### DATA IN THIS EXERCISE

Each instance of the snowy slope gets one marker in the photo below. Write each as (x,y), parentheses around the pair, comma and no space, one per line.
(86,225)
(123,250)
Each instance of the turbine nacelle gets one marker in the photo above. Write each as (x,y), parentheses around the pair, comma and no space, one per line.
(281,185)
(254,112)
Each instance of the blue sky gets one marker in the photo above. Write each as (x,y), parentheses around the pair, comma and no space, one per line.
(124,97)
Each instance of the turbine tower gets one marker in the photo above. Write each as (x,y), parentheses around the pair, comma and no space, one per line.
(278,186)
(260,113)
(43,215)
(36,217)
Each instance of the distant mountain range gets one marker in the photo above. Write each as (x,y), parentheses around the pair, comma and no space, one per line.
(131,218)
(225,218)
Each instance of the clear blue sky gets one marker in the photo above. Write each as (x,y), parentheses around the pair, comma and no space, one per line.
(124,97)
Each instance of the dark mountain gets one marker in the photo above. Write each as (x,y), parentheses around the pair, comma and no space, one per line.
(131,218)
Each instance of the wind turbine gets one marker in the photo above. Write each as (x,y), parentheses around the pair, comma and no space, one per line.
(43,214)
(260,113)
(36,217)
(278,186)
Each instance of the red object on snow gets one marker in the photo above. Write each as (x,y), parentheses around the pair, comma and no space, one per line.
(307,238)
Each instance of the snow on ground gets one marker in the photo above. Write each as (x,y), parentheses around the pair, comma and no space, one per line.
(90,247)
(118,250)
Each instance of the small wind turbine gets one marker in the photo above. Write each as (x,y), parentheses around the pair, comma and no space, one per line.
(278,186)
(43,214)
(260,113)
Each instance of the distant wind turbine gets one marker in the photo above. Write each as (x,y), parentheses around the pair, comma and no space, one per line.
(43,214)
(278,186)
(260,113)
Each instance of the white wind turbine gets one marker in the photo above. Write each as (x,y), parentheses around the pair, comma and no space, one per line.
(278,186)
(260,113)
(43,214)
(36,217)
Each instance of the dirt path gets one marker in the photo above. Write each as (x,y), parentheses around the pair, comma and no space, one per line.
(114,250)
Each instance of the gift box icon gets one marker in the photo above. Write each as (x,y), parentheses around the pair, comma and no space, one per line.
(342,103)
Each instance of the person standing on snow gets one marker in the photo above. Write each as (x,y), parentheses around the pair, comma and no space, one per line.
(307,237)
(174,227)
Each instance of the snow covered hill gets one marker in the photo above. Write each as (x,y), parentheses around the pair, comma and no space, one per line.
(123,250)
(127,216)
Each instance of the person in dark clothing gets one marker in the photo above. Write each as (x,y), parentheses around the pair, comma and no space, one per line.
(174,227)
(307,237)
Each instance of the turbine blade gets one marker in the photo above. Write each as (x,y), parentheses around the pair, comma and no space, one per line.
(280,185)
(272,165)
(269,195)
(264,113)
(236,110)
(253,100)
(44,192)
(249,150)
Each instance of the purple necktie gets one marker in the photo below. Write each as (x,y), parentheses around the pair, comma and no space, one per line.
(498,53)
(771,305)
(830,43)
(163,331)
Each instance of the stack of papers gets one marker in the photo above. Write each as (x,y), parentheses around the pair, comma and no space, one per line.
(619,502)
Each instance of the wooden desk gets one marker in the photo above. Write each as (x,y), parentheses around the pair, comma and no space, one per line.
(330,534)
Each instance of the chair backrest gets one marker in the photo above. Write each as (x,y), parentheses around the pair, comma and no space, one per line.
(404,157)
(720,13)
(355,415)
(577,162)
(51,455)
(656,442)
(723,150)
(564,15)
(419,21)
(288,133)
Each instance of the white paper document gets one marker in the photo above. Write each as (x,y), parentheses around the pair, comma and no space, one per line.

### REQUIRED ACTION
Each line of the data is to be retyped exactly.

### REPLY TO THE EXERCISE
Each instance of the snowy slope gets one marker in the photo below. Write each as (x,y), parentheses around the pair, comma and no space, one per line.
(86,225)
(123,250)
Each instance of the turbine nacelle gets one marker in the photo above. Write each as (x,y), parentheses around the pair, comma and no space, one per line.
(281,185)
(254,112)
Each instance of the blue sky gets one marker in the photo above. Write each as (x,y), parentheses around the pair, comma and no space, one per line.
(124,97)
Each instance of the turbine tower gets one marker in the photo above. Write each as (x,y), parentheses around the pair, comma and no space, one per line.
(278,186)
(260,113)
(43,215)
(36,217)
Each instance of the distant mountain range gets one marker in the photo above. Write each as (x,y), parentheses around the pair, comma and no space, one per line.
(131,218)
(225,218)
Each instance of the clear blue sky gets one marker in the photo above. Write each as (x,y), parentheses around the pair, comma and no space, one per line.
(124,97)
Each instance of the dark mountain gets one marker in the photo above. Write each as (x,y), parentheses around the pair, comma and no space, one per line.
(131,218)
Each instance of the wind turbine gets one marker in the photo above. Write each as (x,y), parentheses around the pair, comma and no space, one per line.
(43,214)
(260,113)
(36,217)
(278,186)
Each instance of the red object on snow gets one marker in the photo above. Write each as (x,y), parentheses around the pair, comma and no space, one per line.
(307,238)
Each instance of the snow on ground gets one marker in the photo above. Write each as (x,y), parentheses around the pair, comma and no space, one per line.
(90,247)
(118,250)
Each instance of the small wind turbine gets one marker in the photo above. Write each as (x,y), parentheses around the pair, comma and no space, one per line.
(278,186)
(43,214)
(260,113)
Each instance of the distant wind turbine gets one marker in the photo above. Write each as (x,y), parentheses around the pair, comma and no space, one per line.
(43,214)
(278,186)
(260,113)
Each instance of the white wind turbine gets one marker in the photo above. Write each as (x,y), parentheses around the pair, comma and no space, one per line.
(278,186)
(260,113)
(43,214)
(36,217)
Each instance of the dirt path gets one marker in the photo above. Write each as (x,y), parentheses around the pair, comma and no space, one per line.
(114,250)
Each instance of the gift box icon gets one marker in the photo above. Write each as (x,y), parentheses around the pair, comma and no space, one per line.
(342,103)
Each instance of the person standing on snow gets one marker in the photo above. Write each as (x,y), parentheses around the pair, comma and no space, one per line.
(307,237)
(174,227)
Each instance of the snow covered hill gets one marker in the photo above. Write each as (x,y), parentheses around the pair, comma and no space, one per line.
(123,250)
(127,216)
Each instance of the person in dark clothing gets one marker in the photo above. Write each as (x,y), parentheses around the pair, comma and no space, one per line.
(174,227)
(307,237)
Each instance of the turbine blade gets one marker in the photo above. Write each as (x,y), parentheses around the pair, comma and no space, one per line.
(280,185)
(272,165)
(269,195)
(264,113)
(236,110)
(253,100)
(44,192)
(249,150)
Each instance of the purple necktie gets one marker in the photo below. Write each as (x,y), parentheses around the pair, comma and no space, one per line.
(498,53)
(771,305)
(830,43)
(163,331)
Each instance of the stack of papers gets one marker in the photo above. Write each as (x,y), parentheses around the pair, comma and no space, one per line.
(619,502)
Each instance of the wooden desk gets one marker in the photo above. Write each as (x,y), parentheses around the pair, comma and no space, one per line.
(330,534)
Each instance of the chair backrest gets one marker in the photo above. Write each as (x,y), parentheses around the pair, comma and no space, one per line.
(404,157)
(720,13)
(355,415)
(577,162)
(51,455)
(656,442)
(723,150)
(564,15)
(419,21)
(288,133)
Each instance of the white paper document gets one marker in the photo above. Write each as (x,y), parentheses around the pair, comma and no space, one per line.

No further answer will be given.